/---

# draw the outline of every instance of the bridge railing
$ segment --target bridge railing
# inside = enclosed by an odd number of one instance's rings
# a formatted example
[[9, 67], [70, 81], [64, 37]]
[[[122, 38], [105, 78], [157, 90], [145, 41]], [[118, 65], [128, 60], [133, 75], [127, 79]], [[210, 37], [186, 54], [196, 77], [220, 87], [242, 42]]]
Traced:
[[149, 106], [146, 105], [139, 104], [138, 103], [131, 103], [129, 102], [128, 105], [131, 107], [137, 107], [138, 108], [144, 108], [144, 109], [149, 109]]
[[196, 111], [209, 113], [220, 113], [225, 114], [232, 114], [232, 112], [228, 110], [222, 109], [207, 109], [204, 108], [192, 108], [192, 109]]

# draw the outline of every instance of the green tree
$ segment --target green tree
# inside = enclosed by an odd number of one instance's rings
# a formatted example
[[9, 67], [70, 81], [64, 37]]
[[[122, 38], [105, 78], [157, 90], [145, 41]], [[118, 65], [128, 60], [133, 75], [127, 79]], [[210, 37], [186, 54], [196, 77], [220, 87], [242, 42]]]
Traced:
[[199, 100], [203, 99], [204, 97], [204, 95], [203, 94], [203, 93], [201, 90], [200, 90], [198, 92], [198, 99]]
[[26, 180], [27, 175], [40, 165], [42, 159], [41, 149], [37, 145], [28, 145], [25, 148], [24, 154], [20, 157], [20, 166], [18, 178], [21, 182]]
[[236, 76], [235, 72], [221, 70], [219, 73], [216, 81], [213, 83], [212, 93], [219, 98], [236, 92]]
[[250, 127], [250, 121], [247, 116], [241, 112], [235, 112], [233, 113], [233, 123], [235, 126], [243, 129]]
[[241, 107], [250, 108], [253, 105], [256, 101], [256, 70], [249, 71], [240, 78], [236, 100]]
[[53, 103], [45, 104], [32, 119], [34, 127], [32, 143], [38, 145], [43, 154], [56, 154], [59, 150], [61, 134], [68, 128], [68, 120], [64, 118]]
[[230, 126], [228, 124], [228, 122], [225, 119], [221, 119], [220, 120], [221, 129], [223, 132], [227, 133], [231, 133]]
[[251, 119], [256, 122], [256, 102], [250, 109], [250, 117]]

\---

Could you write out every line of the records above again, requests included, with each coordinate in the traced outlines multiplied by 1.8 and rounded to a whole number (halves rounding up)? Leave the numbers in the requests and their formatted samples as they are.

• _Complete answer_
# draw the outline of every instance of the bridge railing
$ segment --target bridge railing
# inside = enclosed by an odd number of one instance's rings
# a formatted example
[[9, 67], [70, 81], [64, 37]]
[[[122, 38], [105, 78], [157, 90], [145, 41]], [[118, 65], [128, 60], [133, 75], [127, 79]], [[210, 37], [186, 54], [196, 77], [220, 87], [242, 42]]]
Traced:
[[268, 191], [263, 189], [250, 187], [248, 185], [236, 185], [232, 184], [230, 189], [236, 193], [247, 193], [248, 194], [259, 194], [259, 196], [268, 196]]
[[353, 200], [376, 203], [396, 203], [405, 205], [418, 205], [418, 202], [410, 198], [400, 196], [373, 196], [367, 194], [346, 194], [346, 196]]

# draw the outline of every instance of the green tree
$ segment --target green tree
# inside = enclosed by an odd number of one instance's rings
# a formatted example
[[9, 67], [70, 81], [64, 37]]
[[[122, 38], [105, 78], [157, 90], [145, 41]], [[118, 65], [128, 60], [133, 75], [127, 79]], [[210, 37], [186, 54], [196, 77], [220, 87], [242, 42]]]
Traced:
[[358, 180], [365, 178], [367, 175], [367, 171], [365, 169], [365, 167], [362, 162], [360, 162], [356, 166], [356, 178]]
[[47, 324], [49, 315], [72, 297], [76, 286], [74, 268], [67, 261], [50, 261], [45, 266], [43, 277], [36, 283], [36, 299], [32, 320], [38, 328]]
[[425, 137], [423, 130], [398, 126], [394, 131], [389, 146], [383, 149], [382, 167], [394, 176], [425, 166]]
[[450, 229], [450, 218], [445, 209], [434, 202], [423, 202], [419, 203], [419, 221], [423, 227], [437, 232]]
[[434, 193], [450, 194], [455, 189], [461, 182], [461, 126], [448, 128], [432, 140], [425, 180]]
[[95, 185], [81, 187], [58, 214], [61, 229], [58, 257], [68, 261], [77, 277], [101, 277], [106, 270], [110, 241], [122, 230], [122, 216], [115, 212]]
[[414, 227], [410, 223], [410, 220], [405, 214], [398, 214], [396, 216], [398, 232], [401, 238], [409, 239], [416, 239]]
[[452, 214], [461, 220], [461, 184], [450, 196], [450, 211]]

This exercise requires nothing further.